**Material provided:**
※

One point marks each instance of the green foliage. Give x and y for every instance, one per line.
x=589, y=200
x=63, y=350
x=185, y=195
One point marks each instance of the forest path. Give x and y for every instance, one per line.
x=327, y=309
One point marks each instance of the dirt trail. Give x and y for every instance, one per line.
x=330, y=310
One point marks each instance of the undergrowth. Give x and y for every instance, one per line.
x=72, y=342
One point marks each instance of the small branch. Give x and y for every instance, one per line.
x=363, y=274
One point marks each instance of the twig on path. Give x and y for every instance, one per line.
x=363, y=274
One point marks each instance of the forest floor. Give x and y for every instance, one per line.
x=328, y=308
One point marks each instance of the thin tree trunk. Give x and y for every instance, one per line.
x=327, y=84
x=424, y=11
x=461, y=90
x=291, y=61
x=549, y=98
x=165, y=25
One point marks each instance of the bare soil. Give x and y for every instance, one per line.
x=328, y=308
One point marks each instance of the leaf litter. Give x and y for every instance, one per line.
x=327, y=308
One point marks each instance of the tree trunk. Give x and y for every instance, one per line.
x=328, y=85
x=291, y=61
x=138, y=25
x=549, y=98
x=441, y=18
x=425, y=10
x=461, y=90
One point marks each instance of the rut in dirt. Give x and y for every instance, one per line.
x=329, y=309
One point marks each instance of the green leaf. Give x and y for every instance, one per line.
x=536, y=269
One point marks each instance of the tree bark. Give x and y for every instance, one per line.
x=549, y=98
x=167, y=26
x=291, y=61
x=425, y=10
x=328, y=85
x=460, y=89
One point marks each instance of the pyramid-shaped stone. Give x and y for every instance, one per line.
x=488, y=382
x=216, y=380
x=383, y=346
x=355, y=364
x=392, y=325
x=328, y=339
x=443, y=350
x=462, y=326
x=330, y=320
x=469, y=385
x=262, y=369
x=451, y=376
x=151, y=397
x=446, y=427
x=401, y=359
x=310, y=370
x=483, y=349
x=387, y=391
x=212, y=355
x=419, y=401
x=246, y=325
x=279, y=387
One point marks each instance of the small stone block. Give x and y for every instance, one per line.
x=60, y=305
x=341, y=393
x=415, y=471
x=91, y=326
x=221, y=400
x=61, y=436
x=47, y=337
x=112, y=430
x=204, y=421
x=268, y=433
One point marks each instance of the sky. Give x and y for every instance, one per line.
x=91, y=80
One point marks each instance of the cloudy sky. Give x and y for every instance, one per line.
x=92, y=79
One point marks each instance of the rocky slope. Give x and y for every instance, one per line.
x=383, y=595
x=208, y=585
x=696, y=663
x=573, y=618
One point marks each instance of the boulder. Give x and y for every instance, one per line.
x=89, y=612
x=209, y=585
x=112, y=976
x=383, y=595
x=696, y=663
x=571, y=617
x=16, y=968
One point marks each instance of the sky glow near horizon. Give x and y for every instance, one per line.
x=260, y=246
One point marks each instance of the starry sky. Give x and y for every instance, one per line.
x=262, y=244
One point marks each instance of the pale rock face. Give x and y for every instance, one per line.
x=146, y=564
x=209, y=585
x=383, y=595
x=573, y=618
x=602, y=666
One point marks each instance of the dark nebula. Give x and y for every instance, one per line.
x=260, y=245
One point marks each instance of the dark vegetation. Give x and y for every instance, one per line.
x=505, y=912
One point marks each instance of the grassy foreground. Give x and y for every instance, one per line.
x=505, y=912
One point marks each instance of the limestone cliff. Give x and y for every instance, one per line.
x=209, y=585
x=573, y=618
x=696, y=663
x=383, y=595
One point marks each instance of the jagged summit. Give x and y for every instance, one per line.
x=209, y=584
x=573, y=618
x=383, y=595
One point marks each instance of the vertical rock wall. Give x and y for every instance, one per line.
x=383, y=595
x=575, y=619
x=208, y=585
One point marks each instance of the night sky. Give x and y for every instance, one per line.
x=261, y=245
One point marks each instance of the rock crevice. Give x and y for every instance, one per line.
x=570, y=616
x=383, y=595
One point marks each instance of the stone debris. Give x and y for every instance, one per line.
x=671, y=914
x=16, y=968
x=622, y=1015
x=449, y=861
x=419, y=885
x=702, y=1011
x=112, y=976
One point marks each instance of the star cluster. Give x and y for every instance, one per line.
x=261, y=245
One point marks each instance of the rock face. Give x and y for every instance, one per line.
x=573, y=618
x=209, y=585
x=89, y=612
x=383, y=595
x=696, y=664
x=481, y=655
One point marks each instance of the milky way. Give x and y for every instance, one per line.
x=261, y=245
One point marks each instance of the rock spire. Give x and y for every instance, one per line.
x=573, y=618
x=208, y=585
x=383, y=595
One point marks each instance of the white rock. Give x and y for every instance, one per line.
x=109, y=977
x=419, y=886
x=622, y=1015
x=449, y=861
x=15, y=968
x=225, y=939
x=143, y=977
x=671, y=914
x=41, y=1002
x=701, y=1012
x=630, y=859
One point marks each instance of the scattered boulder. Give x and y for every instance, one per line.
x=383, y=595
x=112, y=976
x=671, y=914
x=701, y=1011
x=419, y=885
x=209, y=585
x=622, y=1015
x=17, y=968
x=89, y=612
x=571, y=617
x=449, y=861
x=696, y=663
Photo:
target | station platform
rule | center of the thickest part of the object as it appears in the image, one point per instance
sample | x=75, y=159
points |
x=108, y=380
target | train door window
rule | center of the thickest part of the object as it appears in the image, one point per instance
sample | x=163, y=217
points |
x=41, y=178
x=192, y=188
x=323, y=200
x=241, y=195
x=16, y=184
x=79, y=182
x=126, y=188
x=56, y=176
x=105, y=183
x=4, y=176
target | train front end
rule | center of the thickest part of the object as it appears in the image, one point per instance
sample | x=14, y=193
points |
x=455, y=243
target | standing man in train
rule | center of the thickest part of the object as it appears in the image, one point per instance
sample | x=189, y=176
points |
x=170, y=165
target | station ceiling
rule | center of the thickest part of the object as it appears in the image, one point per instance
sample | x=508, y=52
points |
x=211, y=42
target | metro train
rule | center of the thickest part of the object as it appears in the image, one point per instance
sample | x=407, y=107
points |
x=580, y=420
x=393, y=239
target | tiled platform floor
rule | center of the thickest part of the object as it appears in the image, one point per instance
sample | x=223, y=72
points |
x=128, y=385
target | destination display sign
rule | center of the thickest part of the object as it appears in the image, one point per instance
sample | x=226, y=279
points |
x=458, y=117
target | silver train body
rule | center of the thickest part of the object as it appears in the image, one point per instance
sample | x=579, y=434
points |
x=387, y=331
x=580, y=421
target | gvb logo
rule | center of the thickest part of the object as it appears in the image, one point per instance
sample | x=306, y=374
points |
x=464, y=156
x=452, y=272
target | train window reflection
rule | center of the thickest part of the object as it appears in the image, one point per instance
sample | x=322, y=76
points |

※

**What the task asks:** Output every line of all the items above as a JSON list of strings, with one string per line and blank lines omitted.

**Solution below:**
[
  "One point marks each instance of the green foliage. Give x and y for every instance, one per line.",
  "x=589, y=200",
  "x=63, y=350",
  "x=185, y=195",
  "One point marks each instance of the forest path. Give x and y for every instance, one per line.",
  "x=327, y=309",
  "One point marks each instance of the dirt trail. Give x and y for every instance, one per line.",
  "x=330, y=310",
  "One point marks each instance of the undergrowth. Give x and y for every instance, one per line.",
  "x=72, y=342",
  "One point marks each instance of the small branch. Give x and y for every instance, one per line.",
  "x=363, y=274",
  "One point marks each instance of the twig on path. Give x and y for every instance, one per line.",
  "x=363, y=274",
  "One point marks each instance of the forest floor. Give x and y for every instance, one per line.",
  "x=328, y=308",
  "One point marks each instance of the thin tree trunk. Give x and y for every instance, one per line.",
  "x=327, y=84",
  "x=424, y=11",
  "x=461, y=90",
  "x=291, y=61",
  "x=549, y=98",
  "x=165, y=25",
  "One point marks each instance of the bare soil. Give x and y for every instance, one per line.",
  "x=328, y=308",
  "One point marks each instance of the leaf litter. Give x and y for every instance, one per line.",
  "x=327, y=308",
  "One point marks each instance of the tree trunk. Give x and y for every instance, one per line.",
  "x=328, y=85",
  "x=291, y=61",
  "x=138, y=25",
  "x=549, y=98",
  "x=441, y=18",
  "x=425, y=10",
  "x=461, y=90",
  "One point marks each instance of the rut in dirt. Give x and y for every instance, one per line.",
  "x=329, y=309",
  "One point marks each instance of the green leaf. Give x and y for every instance, one per line.",
  "x=536, y=269",
  "One point marks each instance of the tree bark. Give x and y for every instance, one per line.",
  "x=549, y=98",
  "x=167, y=26",
  "x=291, y=61",
  "x=425, y=10",
  "x=328, y=85",
  "x=460, y=89",
  "One point marks each instance of the pyramid-shaped stone. Give x and y for every instance, one per line.",
  "x=488, y=382",
  "x=216, y=380",
  "x=383, y=346",
  "x=355, y=364",
  "x=392, y=325",
  "x=328, y=339",
  "x=443, y=350",
  "x=462, y=326",
  "x=330, y=320",
  "x=469, y=385",
  "x=262, y=369",
  "x=451, y=376",
  "x=151, y=397",
  "x=446, y=427",
  "x=401, y=359",
  "x=310, y=370",
  "x=483, y=349",
  "x=387, y=391",
  "x=212, y=355",
  "x=419, y=401",
  "x=246, y=325",
  "x=279, y=387",
  "One point marks each instance of the small stone block. Give x and y for every instance, one per line.",
  "x=60, y=305",
  "x=341, y=393",
  "x=415, y=471",
  "x=91, y=326",
  "x=221, y=400",
  "x=61, y=436",
  "x=47, y=337",
  "x=112, y=430",
  "x=204, y=421",
  "x=268, y=433",
  "One point marks each instance of the sky. Give x and y for every instance, one per line.",
  "x=91, y=80",
  "One point marks each instance of the cloudy sky. Give x and y for every instance, one per line.",
  "x=92, y=79",
  "One point marks each instance of the rocky slope. Give x and y for every instance, one per line.",
  "x=383, y=595",
  "x=208, y=585",
  "x=696, y=663",
  "x=573, y=618",
  "One point marks each instance of the boulder. Give x and y for every instance, one per line.",
  "x=89, y=612",
  "x=209, y=585",
  "x=112, y=976",
  "x=383, y=595",
  "x=696, y=663",
  "x=571, y=617",
  "x=16, y=968",
  "One point marks each instance of the sky glow near horizon. Give x and y for every instance, one per line.",
  "x=260, y=246",
  "One point marks each instance of the starry sky. Give x and y for every instance, one per line.",
  "x=262, y=244",
  "One point marks each instance of the pale rock face. Give x and y for every instance, one per line.",
  "x=146, y=564",
  "x=209, y=585",
  "x=383, y=595",
  "x=573, y=618",
  "x=602, y=666",
  "One point marks each instance of the dark nebula. Give x and y for every instance, one per line.",
  "x=260, y=245",
  "One point marks each instance of the dark vegetation. Give x and y for every instance, one per line.",
  "x=505, y=912",
  "One point marks each instance of the grassy foreground. Give x and y for every instance, one per line.",
  "x=505, y=912",
  "One point marks each instance of the limestone cliff. Give x and y for every instance, one per line.",
  "x=209, y=585",
  "x=573, y=618",
  "x=696, y=663",
  "x=383, y=595",
  "One point marks each instance of the jagged summit. Give x and y for every instance, one per line.",
  "x=209, y=584",
  "x=573, y=618",
  "x=383, y=595",
  "One point marks each instance of the vertical rock wall. Give x and y for every instance, one per line.",
  "x=383, y=595",
  "x=575, y=619",
  "x=208, y=585",
  "One point marks each instance of the night sky. Give x and y for every instance, one per line.",
  "x=261, y=245",
  "One point marks each instance of the rock crevice. Give x and y for every instance, one per line.",
  "x=570, y=616",
  "x=383, y=595",
  "One point marks each instance of the stone debris. Give x and y for every instance, one per line.",
  "x=671, y=914",
  "x=16, y=968",
  "x=622, y=1015",
  "x=449, y=861",
  "x=419, y=885",
  "x=702, y=1011",
  "x=112, y=976",
  "One point marks each instance of the star cluster. Give x and y for every instance, one per line.",
  "x=261, y=245",
  "One point marks each instance of the rock face. Give x and y for every instance, one per line.",
  "x=573, y=618",
  "x=209, y=585",
  "x=89, y=612",
  "x=383, y=595",
  "x=696, y=664",
  "x=481, y=655",
  "One point marks each instance of the milky way. Give x and y for every instance, one per line.",
  "x=261, y=245",
  "One point marks each instance of the rock spire. Give x and y for every instance, one per line.",
  "x=573, y=618",
  "x=208, y=585",
  "x=383, y=595",
  "One point marks each instance of the white rock. Give x and y for every instance, one per line.",
  "x=109, y=977",
  "x=419, y=886",
  "x=622, y=1015",
  "x=449, y=861",
  "x=15, y=968",
  "x=225, y=939",
  "x=143, y=977",
  "x=671, y=914",
  "x=41, y=1002",
  "x=701, y=1012",
  "x=630, y=859",
  "One point marks each instance of the scattered boulder. Give x and y for every instance, one per line.",
  "x=383, y=595",
  "x=112, y=976",
  "x=671, y=914",
  "x=701, y=1011",
  "x=419, y=885",
  "x=209, y=585",
  "x=622, y=1015",
  "x=17, y=968",
  "x=89, y=612",
  "x=571, y=617",
  "x=449, y=861",
  "x=696, y=663",
  "Photo:",
  "target | station platform",
  "rule | center of the thickest part of the object as it appears in the image, one point per instance",
  "sample | x=75, y=159",
  "points |",
  "x=108, y=380",
  "target | train door window",
  "rule | center of the thickest part of the object as it appears in the image, one point per instance",
  "sample | x=163, y=217",
  "points |",
  "x=41, y=178",
  "x=192, y=188",
  "x=323, y=200",
  "x=241, y=195",
  "x=16, y=184",
  "x=79, y=182",
  "x=126, y=188",
  "x=56, y=176",
  "x=105, y=183",
  "x=4, y=176",
  "target | train front end",
  "rule | center of the thickest part of the object as it appears in the image, one point per instance",
  "sample | x=14, y=193",
  "points |",
  "x=455, y=243",
  "target | standing man in train",
  "rule | center of the thickest part of the object as it appears in the image, one point per instance",
  "sample | x=189, y=176",
  "points |",
  "x=170, y=165",
  "target | station ceiling",
  "rule | center of the thickest part of the object as it appears in the image, one point per instance",
  "sample | x=508, y=52",
  "points |",
  "x=211, y=42",
  "target | metro train",
  "rule | center of the thickest part of the object as it appears in the image, one point per instance",
  "sample | x=407, y=107",
  "points |",
  "x=580, y=420",
  "x=393, y=239",
  "target | tiled platform floor",
  "rule | center of the thickest part of the object as it appears in the image, one point per instance",
  "sample | x=223, y=72",
  "points |",
  "x=128, y=385",
  "target | destination display sign",
  "rule | center of the thickest part of the object as it appears in the image, one point per instance",
  "sample | x=226, y=279",
  "points |",
  "x=458, y=117",
  "target | silver train body",
  "rule | center of the thickest part of the object as it appears in the image, one point per instance",
  "sample | x=579, y=434",
  "points |",
  "x=387, y=331",
  "x=580, y=421",
  "target | gvb logo",
  "rule | center of the thickest part of the object as it appears in the image, one point per instance",
  "sample | x=306, y=374",
  "points |",
  "x=464, y=156",
  "x=452, y=272",
  "target | train window reflection",
  "rule | center of the thickest part of the object as it appears in the image, one point per instance",
  "sample | x=322, y=76",
  "points |"
]